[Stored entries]
------------------------------------------------------------

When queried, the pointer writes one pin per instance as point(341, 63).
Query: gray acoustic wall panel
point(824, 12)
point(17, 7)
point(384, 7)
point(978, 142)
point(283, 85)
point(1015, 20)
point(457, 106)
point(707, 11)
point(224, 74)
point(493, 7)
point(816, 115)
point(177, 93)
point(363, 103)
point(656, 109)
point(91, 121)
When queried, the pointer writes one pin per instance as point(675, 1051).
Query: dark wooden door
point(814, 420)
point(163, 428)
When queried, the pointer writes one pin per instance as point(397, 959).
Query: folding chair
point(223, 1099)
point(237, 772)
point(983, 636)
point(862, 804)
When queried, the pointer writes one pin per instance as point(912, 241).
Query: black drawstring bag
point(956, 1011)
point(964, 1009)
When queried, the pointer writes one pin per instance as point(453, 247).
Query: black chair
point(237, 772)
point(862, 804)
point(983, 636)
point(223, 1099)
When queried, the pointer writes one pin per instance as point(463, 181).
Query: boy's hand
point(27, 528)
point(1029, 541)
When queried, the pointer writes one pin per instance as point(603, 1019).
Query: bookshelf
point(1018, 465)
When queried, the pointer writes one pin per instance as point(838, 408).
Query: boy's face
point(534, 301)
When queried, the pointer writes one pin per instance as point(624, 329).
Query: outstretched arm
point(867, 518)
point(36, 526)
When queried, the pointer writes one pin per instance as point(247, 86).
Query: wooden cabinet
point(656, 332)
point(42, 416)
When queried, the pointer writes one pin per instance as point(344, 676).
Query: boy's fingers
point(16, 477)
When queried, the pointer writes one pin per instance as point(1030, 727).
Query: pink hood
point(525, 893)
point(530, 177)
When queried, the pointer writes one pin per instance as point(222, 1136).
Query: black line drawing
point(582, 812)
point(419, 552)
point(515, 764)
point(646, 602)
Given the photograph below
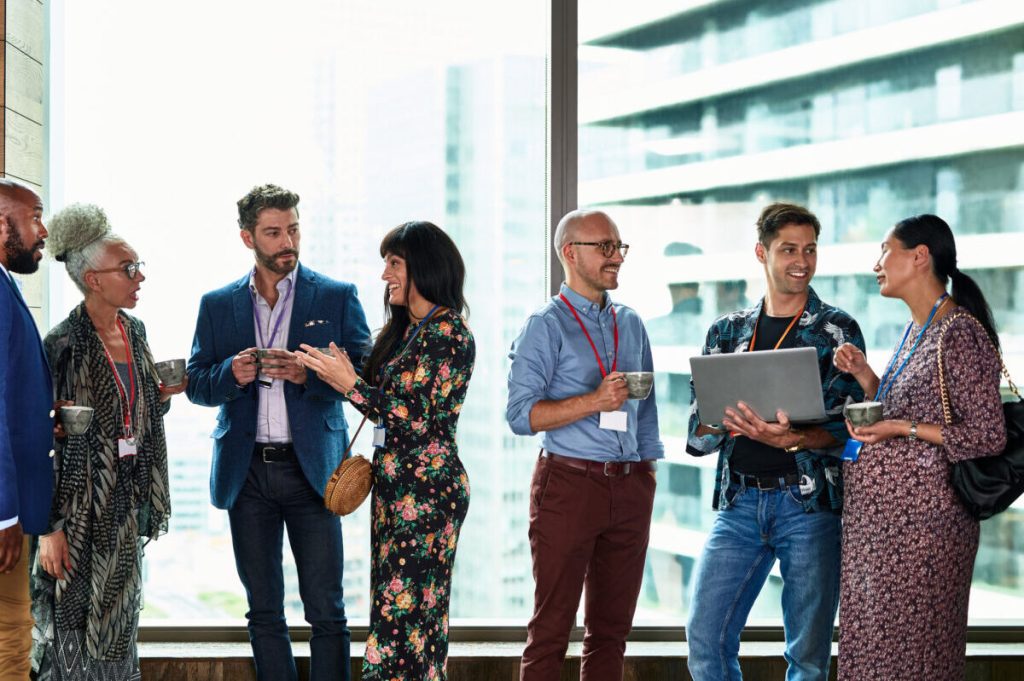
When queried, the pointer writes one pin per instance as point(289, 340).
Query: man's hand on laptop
point(744, 421)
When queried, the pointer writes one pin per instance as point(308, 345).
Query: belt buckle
point(625, 470)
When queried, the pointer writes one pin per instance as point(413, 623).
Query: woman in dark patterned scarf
point(111, 495)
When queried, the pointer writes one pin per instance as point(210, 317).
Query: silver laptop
point(767, 380)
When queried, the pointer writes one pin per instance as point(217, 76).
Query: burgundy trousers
point(585, 528)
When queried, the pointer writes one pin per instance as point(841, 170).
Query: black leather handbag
point(989, 484)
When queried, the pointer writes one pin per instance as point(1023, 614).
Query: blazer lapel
point(17, 292)
point(32, 323)
point(305, 294)
point(242, 301)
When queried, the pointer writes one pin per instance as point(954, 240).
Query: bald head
point(22, 230)
point(569, 226)
point(12, 192)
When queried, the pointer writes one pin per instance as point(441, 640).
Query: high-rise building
point(694, 115)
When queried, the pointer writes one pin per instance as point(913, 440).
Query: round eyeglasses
point(130, 269)
point(607, 249)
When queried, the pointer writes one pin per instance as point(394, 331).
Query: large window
point(694, 115)
point(376, 114)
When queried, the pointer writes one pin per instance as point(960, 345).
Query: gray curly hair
point(79, 236)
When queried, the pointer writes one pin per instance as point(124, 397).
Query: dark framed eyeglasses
point(130, 269)
point(607, 248)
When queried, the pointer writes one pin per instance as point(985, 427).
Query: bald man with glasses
point(26, 424)
point(593, 487)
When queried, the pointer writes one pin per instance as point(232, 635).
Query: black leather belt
point(607, 468)
point(274, 453)
point(765, 482)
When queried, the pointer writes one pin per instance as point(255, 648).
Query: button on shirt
point(271, 420)
point(553, 359)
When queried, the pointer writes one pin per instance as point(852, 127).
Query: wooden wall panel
point(23, 88)
point(24, 153)
point(3, 78)
point(24, 91)
point(26, 24)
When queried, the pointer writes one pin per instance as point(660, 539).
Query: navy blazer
point(323, 310)
point(26, 424)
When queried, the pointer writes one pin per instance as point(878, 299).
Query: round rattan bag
point(348, 485)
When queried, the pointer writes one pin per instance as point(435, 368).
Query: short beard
point(20, 260)
point(270, 261)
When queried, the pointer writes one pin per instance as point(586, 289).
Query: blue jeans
point(743, 545)
point(275, 496)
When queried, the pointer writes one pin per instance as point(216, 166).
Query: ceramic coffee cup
point(639, 383)
point(265, 358)
point(171, 372)
point(76, 420)
point(862, 414)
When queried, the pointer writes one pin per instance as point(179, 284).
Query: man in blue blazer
point(281, 431)
point(26, 424)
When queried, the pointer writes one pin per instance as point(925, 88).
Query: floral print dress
point(420, 499)
point(908, 544)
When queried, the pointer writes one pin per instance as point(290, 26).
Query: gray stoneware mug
point(639, 383)
point(171, 372)
point(76, 420)
point(265, 358)
point(862, 414)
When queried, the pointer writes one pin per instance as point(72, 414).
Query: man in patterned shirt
point(778, 487)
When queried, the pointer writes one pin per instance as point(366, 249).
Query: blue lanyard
point(885, 387)
point(276, 327)
point(416, 332)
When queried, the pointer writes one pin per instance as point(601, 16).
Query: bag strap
point(946, 411)
point(352, 441)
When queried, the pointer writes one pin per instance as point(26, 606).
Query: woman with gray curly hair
point(111, 492)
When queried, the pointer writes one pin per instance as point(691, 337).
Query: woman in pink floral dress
point(908, 544)
point(413, 388)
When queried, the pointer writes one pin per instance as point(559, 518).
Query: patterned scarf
point(107, 503)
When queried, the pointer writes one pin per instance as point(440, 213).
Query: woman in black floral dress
point(413, 388)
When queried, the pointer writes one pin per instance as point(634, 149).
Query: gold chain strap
point(946, 411)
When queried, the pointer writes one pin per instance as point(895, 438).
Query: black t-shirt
point(750, 457)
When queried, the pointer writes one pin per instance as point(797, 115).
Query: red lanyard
point(123, 393)
point(780, 338)
point(614, 362)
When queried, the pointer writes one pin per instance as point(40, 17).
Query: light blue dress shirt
point(553, 359)
point(271, 422)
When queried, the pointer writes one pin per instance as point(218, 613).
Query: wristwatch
point(793, 449)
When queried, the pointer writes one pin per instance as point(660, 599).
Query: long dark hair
point(936, 235)
point(434, 265)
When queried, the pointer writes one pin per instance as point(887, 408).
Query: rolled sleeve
point(534, 356)
point(649, 443)
point(839, 385)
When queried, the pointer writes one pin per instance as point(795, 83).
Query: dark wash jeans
point(275, 496)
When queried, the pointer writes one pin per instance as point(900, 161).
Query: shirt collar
point(284, 285)
point(583, 304)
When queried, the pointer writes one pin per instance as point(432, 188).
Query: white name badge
point(613, 421)
point(127, 447)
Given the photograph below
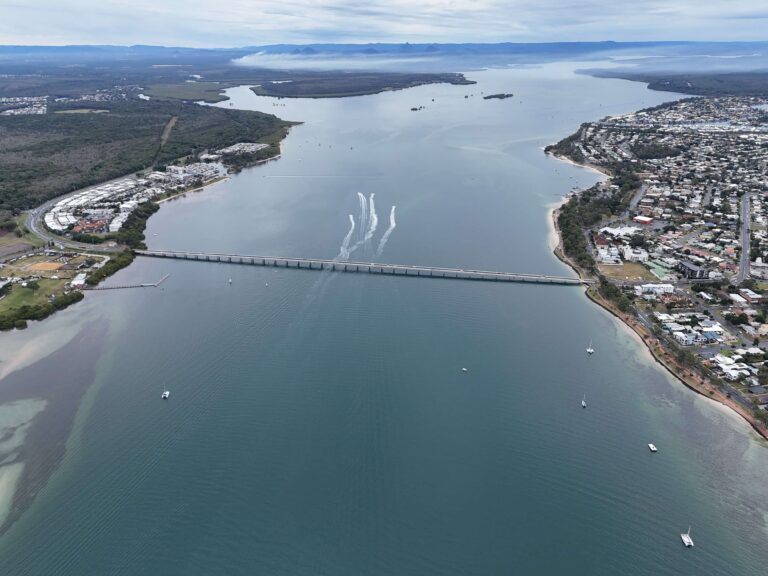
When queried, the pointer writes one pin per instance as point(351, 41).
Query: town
point(69, 241)
point(679, 231)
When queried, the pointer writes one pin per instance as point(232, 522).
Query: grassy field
point(192, 91)
point(627, 271)
point(21, 296)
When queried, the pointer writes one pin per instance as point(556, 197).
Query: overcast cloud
point(257, 22)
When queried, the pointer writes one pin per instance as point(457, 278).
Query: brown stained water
point(321, 423)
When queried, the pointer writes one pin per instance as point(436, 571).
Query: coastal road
point(745, 244)
point(34, 223)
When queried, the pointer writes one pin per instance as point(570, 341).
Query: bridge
point(365, 267)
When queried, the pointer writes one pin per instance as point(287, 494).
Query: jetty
point(124, 286)
point(405, 270)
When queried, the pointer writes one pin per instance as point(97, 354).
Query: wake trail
point(363, 213)
point(344, 248)
point(374, 220)
point(385, 238)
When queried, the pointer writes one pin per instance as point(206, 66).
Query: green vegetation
point(610, 291)
point(567, 146)
point(587, 208)
point(132, 232)
point(27, 303)
point(117, 262)
point(44, 156)
point(702, 84)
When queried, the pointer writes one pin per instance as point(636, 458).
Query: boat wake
point(385, 238)
point(344, 248)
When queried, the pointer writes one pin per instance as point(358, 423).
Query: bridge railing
point(414, 270)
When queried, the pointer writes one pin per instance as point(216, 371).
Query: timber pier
point(408, 270)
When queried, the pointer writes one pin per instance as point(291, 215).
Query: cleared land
point(191, 91)
point(627, 271)
point(48, 155)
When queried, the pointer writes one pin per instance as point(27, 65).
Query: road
point(34, 224)
point(745, 244)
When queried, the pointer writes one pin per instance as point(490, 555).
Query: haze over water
point(321, 424)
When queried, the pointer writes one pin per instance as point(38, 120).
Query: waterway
point(321, 423)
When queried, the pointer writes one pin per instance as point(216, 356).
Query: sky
point(233, 23)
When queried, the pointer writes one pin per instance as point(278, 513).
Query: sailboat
point(686, 537)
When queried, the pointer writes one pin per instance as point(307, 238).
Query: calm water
point(321, 424)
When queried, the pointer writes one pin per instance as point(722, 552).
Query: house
point(78, 281)
point(738, 300)
point(691, 271)
point(750, 296)
point(654, 289)
point(634, 254)
point(684, 338)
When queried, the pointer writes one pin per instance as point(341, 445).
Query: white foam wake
point(374, 220)
point(363, 213)
point(344, 248)
point(392, 226)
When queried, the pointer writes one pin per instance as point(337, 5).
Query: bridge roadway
point(365, 267)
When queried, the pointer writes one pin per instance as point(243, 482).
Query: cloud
point(256, 22)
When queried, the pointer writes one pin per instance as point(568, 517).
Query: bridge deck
point(365, 267)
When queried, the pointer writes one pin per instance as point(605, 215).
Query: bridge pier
point(370, 268)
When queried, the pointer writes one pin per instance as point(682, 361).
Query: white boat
point(686, 537)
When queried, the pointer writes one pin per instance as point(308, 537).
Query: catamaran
point(686, 537)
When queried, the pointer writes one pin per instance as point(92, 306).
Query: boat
point(686, 538)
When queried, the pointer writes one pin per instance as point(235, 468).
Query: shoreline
point(658, 353)
point(76, 296)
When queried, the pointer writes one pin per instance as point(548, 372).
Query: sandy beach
point(652, 344)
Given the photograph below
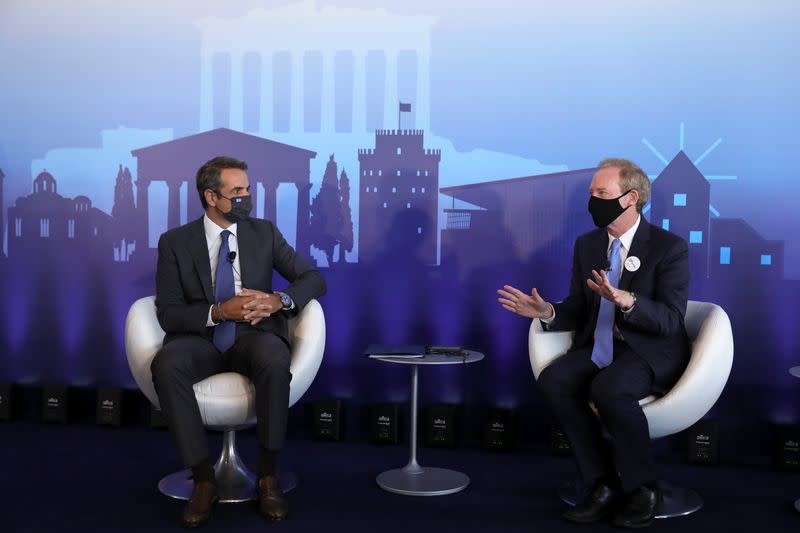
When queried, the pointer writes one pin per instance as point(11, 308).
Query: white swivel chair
point(694, 394)
point(226, 400)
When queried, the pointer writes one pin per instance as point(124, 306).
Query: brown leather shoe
point(198, 509)
point(272, 503)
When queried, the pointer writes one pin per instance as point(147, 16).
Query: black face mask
point(240, 208)
point(606, 211)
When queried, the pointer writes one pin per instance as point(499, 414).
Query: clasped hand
point(251, 305)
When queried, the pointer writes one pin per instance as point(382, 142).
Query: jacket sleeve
point(305, 281)
point(174, 314)
point(663, 314)
point(571, 312)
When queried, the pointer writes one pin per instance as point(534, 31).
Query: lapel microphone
point(231, 257)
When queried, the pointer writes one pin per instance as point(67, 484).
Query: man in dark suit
point(630, 341)
point(215, 302)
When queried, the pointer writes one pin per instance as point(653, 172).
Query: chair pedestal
point(676, 501)
point(235, 482)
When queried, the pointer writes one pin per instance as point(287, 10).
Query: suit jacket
point(183, 276)
point(654, 329)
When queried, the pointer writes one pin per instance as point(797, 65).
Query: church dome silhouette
point(44, 182)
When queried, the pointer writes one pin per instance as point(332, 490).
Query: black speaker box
point(157, 419)
point(385, 423)
point(54, 404)
point(786, 447)
point(5, 401)
point(439, 425)
point(108, 407)
point(498, 430)
point(703, 443)
point(328, 419)
point(557, 441)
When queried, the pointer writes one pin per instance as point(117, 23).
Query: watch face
point(285, 300)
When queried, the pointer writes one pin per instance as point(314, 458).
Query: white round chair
point(701, 384)
point(226, 400)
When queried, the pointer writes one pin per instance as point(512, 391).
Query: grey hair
point(631, 176)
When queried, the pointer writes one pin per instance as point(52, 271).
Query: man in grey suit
point(215, 302)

------------------------------------------------------------

• [Exercise description]
Set down nothing but the lines from the one containing "as point(67, 484)." through the end of the entries above, exactly as written, both ends counted.

• [Solution to the problem]
When queried, the pointer writes one pin per instance as point(67, 484).
Query: man in dark suit
point(630, 341)
point(215, 302)
When queried, the pointer writes one pin per instance as point(653, 172).
Query: chair pedestal
point(676, 501)
point(235, 482)
When queried, the pointer writes one pin per instance as point(287, 10).
Query: suit jacket
point(183, 276)
point(654, 329)
When queried, the pointer writes one pin per instance as point(797, 65).
Query: church dome silhouette
point(44, 182)
When queried, the pointer writes one pin per instance as point(332, 490).
Query: black speaker box
point(157, 419)
point(385, 423)
point(54, 404)
point(786, 447)
point(5, 401)
point(439, 425)
point(108, 407)
point(498, 430)
point(703, 443)
point(328, 419)
point(557, 441)
When queried, the pointer writes one pin per instance as point(117, 23).
Query: watch face
point(285, 300)
When queried, the pointer writes one pin per instance as point(314, 458).
Query: white round chair
point(701, 384)
point(226, 400)
When queried, the pointer writes one pin per instance as point(512, 391).
Query: grey hair
point(631, 176)
When queried, the pointer writes one pin per instance as point(52, 271).
Query: man in grey suit
point(215, 302)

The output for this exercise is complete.